:: Aangeleverde gegevens

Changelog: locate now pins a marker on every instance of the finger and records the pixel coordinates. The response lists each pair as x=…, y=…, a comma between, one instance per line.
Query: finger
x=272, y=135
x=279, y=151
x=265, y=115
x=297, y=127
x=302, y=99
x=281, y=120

::::

* **Doel**
Kun je alle regels van de vermeldingen hierboven weergeven als een JSON-lijst van strings, met één string per regel en zonder lege regels?

* **Volledig antwoord**
[
  "Changelog: locate now pins a marker on every instance of the finger and records the pixel coordinates. The response lists each pair as x=…, y=…, a comma between, one instance per line.",
  "Query: finger",
  "x=272, y=135",
  "x=279, y=151",
  "x=265, y=115",
  "x=297, y=127",
  "x=302, y=99",
  "x=281, y=120"
]